Assigned task => Everything from the line with "Mark every instance of the torch" through the last line of the records below should be copied exactly, both ends included.

Source material =>
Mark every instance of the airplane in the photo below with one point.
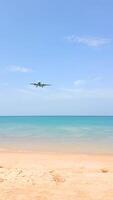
(39, 84)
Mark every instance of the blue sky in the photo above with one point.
(66, 43)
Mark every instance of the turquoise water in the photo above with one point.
(58, 133)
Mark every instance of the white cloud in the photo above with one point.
(89, 41)
(20, 69)
(82, 82)
(79, 82)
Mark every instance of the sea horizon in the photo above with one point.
(79, 134)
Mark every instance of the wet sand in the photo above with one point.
(52, 176)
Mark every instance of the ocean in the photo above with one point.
(57, 134)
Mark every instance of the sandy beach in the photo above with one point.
(52, 176)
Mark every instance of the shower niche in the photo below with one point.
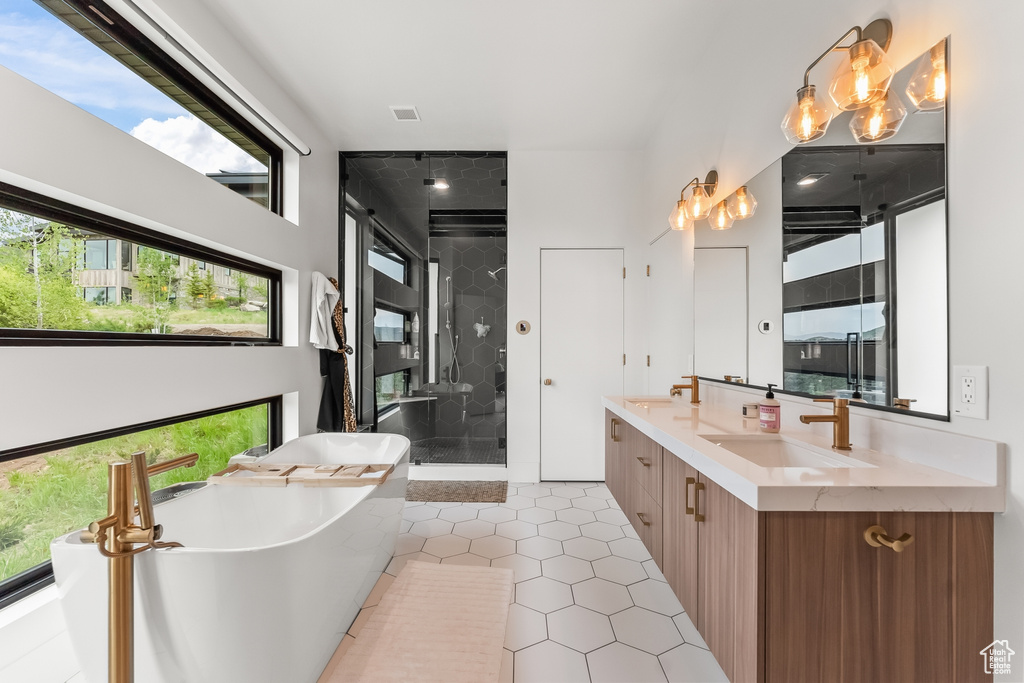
(424, 263)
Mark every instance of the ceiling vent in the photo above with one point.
(404, 113)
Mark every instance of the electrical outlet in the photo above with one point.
(971, 391)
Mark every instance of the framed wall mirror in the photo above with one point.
(855, 236)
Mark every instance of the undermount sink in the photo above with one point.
(779, 451)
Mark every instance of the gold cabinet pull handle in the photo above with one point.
(697, 487)
(876, 536)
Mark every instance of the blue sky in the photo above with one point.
(43, 49)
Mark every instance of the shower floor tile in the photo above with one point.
(592, 609)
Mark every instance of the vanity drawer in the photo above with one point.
(646, 463)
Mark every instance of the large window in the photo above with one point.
(62, 276)
(90, 55)
(49, 491)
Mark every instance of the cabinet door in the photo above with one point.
(821, 598)
(679, 553)
(730, 605)
(645, 515)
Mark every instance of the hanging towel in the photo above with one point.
(324, 298)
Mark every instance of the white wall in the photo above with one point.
(739, 135)
(563, 199)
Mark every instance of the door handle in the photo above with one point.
(697, 487)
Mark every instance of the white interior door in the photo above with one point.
(582, 305)
(720, 312)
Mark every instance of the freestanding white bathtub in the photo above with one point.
(267, 583)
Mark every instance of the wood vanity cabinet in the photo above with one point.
(802, 596)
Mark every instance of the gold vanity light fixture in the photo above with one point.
(697, 206)
(862, 79)
(879, 121)
(720, 218)
(928, 87)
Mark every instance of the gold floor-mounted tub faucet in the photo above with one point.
(840, 419)
(116, 536)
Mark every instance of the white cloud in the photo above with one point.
(196, 144)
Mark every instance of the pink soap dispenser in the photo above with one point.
(769, 412)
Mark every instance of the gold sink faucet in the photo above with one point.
(840, 419)
(116, 535)
(693, 386)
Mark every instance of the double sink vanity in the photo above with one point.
(800, 562)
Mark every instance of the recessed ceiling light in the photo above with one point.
(811, 178)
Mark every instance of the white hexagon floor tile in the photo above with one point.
(540, 548)
(473, 528)
(581, 629)
(459, 514)
(525, 627)
(601, 531)
(558, 530)
(620, 570)
(398, 561)
(419, 513)
(492, 547)
(568, 491)
(554, 503)
(547, 595)
(548, 662)
(523, 567)
(602, 596)
(655, 596)
(515, 529)
(631, 549)
(687, 664)
(566, 569)
(536, 515)
(468, 559)
(576, 516)
(645, 630)
(409, 543)
(497, 514)
(445, 546)
(429, 528)
(688, 631)
(592, 504)
(617, 663)
(586, 549)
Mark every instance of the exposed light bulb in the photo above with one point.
(719, 217)
(927, 88)
(807, 120)
(698, 206)
(862, 79)
(742, 204)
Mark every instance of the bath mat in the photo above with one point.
(457, 492)
(441, 623)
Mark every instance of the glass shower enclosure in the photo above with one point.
(424, 259)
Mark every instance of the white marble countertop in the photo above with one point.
(895, 483)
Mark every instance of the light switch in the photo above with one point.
(971, 391)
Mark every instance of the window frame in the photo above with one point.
(105, 19)
(23, 201)
(23, 585)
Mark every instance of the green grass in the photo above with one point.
(71, 491)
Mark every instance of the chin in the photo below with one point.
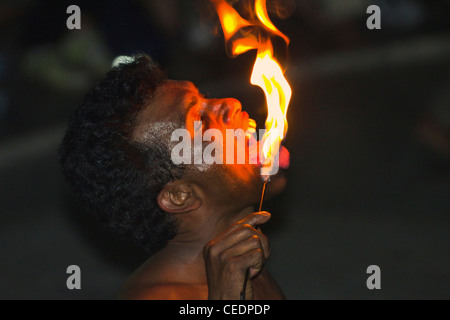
(276, 185)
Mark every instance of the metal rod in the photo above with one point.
(247, 273)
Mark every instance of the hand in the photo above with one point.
(228, 257)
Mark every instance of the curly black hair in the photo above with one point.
(115, 177)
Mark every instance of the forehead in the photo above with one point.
(168, 106)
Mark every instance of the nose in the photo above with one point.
(226, 109)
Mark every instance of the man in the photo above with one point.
(197, 221)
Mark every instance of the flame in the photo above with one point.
(267, 72)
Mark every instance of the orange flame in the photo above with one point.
(267, 72)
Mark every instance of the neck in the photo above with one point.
(184, 253)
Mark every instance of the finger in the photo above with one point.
(254, 219)
(241, 248)
(252, 260)
(241, 234)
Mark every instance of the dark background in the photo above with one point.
(368, 135)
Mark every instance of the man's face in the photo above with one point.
(178, 104)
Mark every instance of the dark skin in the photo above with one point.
(219, 238)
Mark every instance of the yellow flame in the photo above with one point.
(267, 72)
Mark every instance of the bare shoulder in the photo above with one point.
(171, 291)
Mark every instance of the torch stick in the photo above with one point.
(247, 274)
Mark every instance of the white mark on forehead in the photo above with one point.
(161, 130)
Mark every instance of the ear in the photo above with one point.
(178, 197)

Exercise result =>
Mark every instance of the torch stick in the photo above with one point.
(247, 274)
Mark every instance of the white mark on forehead in the photo above with one point.
(161, 130)
Mark every instance of the ear in the photo above with one point.
(178, 197)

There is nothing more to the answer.